Extracted data
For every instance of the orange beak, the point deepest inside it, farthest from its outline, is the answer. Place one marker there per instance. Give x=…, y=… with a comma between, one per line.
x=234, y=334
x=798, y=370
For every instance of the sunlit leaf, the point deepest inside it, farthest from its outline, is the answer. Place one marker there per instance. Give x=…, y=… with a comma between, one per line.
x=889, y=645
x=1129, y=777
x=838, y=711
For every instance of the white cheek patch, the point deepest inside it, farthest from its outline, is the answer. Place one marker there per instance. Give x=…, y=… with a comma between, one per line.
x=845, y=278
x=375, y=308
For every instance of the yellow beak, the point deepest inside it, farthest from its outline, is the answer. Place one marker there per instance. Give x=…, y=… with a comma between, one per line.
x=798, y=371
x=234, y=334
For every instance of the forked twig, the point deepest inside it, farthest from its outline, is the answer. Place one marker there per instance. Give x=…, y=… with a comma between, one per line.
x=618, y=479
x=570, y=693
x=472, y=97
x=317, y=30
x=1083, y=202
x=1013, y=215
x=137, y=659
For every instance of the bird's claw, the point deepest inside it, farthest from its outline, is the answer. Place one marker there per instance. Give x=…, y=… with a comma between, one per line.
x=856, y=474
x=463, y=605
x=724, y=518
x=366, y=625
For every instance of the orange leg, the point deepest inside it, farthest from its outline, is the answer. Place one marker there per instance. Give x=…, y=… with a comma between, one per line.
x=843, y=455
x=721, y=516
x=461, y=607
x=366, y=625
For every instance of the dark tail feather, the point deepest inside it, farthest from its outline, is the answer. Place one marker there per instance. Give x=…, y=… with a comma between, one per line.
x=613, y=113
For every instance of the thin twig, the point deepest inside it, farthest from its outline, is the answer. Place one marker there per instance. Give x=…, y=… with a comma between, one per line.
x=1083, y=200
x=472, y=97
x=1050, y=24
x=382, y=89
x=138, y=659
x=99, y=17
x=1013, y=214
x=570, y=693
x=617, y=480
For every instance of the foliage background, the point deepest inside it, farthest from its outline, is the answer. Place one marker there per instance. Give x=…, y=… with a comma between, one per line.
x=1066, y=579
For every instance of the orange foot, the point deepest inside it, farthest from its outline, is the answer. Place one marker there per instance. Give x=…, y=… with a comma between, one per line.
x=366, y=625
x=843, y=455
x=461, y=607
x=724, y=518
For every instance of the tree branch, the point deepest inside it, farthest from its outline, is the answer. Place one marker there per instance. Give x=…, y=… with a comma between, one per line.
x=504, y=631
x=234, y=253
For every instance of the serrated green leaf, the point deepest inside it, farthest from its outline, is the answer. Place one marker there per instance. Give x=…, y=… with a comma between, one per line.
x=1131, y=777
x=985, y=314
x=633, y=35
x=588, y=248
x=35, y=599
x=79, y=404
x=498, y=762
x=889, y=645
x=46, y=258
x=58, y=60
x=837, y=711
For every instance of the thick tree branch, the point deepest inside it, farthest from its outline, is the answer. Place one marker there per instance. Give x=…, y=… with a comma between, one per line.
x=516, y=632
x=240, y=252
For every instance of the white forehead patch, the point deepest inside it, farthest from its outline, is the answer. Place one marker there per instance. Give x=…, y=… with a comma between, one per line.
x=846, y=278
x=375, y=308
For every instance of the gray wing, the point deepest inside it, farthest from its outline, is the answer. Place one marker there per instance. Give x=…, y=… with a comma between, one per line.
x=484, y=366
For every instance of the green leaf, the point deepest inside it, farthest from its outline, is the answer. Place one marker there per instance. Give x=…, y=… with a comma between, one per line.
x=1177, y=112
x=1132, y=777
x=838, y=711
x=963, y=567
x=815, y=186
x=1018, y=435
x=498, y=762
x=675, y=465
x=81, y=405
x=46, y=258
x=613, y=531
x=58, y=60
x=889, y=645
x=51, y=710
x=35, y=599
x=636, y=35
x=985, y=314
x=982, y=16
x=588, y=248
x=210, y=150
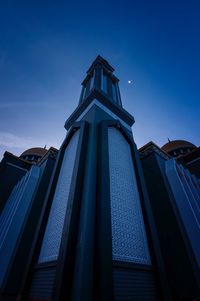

Directions
Output nothing but the entries above, exactly, once the pictures are removed.

Solved problem
For every instance of the orange beak, the point deepest inside it, farthest from its outline, is the answer. Place one marker there per instance. Give x=…, y=… with a comma between, one per line.
x=234, y=334
x=798, y=370
For every instance of the sunlit leaf, the point deepest inside it, farthest from its outline, is the answer. Place one marker there per instance. Give x=…, y=… with a comma between, one per line.
x=889, y=645
x=1129, y=777
x=838, y=711
For every instance of the white cheek patch, the point deepest inside it, farthest from its outline, is the answer. Place one marker there per instance. Give x=…, y=… with a comma between, one per line.
x=845, y=278
x=375, y=308
For every instance of the yellow beak, the point deepest inside it, farthest from its outline, is the answer. Place one marker there per instance. Give x=…, y=… with a comma between, one per line.
x=798, y=371
x=234, y=334
For every instance of the forked twig, the point deepest inside it, farthest from its outline, is the answer. Place one marker there per instance. Give x=…, y=… with a comma between, one per line.
x=618, y=479
x=570, y=693
x=472, y=97
x=317, y=30
x=1083, y=202
x=1013, y=215
x=137, y=659
For every instance of the bird's claw, the point deepest inside it, farthest from its outline, is the answer. Place one marker there per instance. Give x=…, y=… with a comma between, one per line.
x=856, y=474
x=463, y=605
x=724, y=518
x=366, y=625
For every instance of the orange leg, the point deepest inside it, farthest from its outline, is the answer. Place one marker there per instance. Give x=…, y=… with a comma between, one per line.
x=843, y=455
x=721, y=516
x=461, y=607
x=366, y=625
For every instance of the dark tail feather, the point deepest inside it, farthest from its outline, is the answer. Place one marker there per instance. Give x=…, y=… with a comma between, one per line.
x=613, y=113
For every instance of the thin twig, the point deepest inside it, farthest from its outline, is the answer. Place one marker there per instance. Give x=…, y=… with a comma between, one per line.
x=1083, y=200
x=472, y=97
x=1050, y=24
x=382, y=89
x=138, y=659
x=99, y=17
x=1013, y=214
x=570, y=693
x=617, y=480
For every instance of the foliage background, the point deepest inside it, farthest from its outline, is the answer. Place one marker there per instance. Give x=…, y=… with a comma between, one per line.
x=1066, y=579
For every instance of the orange foot, the point deepest inside it, farthest from its outline, is the answer. Place one marker there per instance. Give x=…, y=… with a comma between, one per line.
x=366, y=625
x=843, y=455
x=461, y=607
x=724, y=518
For every instance of the tree branch, the point deepest inside it, farthest from its outline, is the answer. Place one marker there per instance. Give x=…, y=… with a comma between, one per line.
x=504, y=631
x=234, y=253
For every instance of the serrated green leaf, the point deepest inside it, farthest from its outline, is the answer. Place one marker there per instance. Give x=…, y=… with a comma between, one per line.
x=1131, y=777
x=985, y=314
x=633, y=35
x=588, y=248
x=35, y=599
x=79, y=404
x=498, y=762
x=889, y=645
x=46, y=258
x=58, y=60
x=837, y=711
For every instance of the thick tree branch, the point deepest inside it, farthest from its outline, is the answer. Place one marker there per instance. Give x=…, y=… with a comma between, one per line.
x=516, y=632
x=240, y=252
For every instance of the white forehead patch, the point deepest inside it, farthest from its outline, is the answer. Place one marker there per instance. Give x=…, y=… with a comma between, one per line.
x=846, y=278
x=375, y=308
For every instance of the gray wing, the point deepest inside it, farthest from its outline, is the answer. Place one marker there per instance. Give x=…, y=… with a comma between, one per line.
x=484, y=366
For every instance of the green leaf, the point deepest inside it, farthest from its outline, is the answer. Place one marker there per instance. Give x=…, y=… with a comma between, one per line.
x=1177, y=112
x=1132, y=777
x=838, y=711
x=963, y=567
x=815, y=186
x=1018, y=435
x=498, y=762
x=675, y=465
x=81, y=405
x=46, y=258
x=613, y=531
x=58, y=60
x=889, y=645
x=51, y=710
x=35, y=599
x=636, y=35
x=985, y=314
x=982, y=16
x=588, y=248
x=210, y=150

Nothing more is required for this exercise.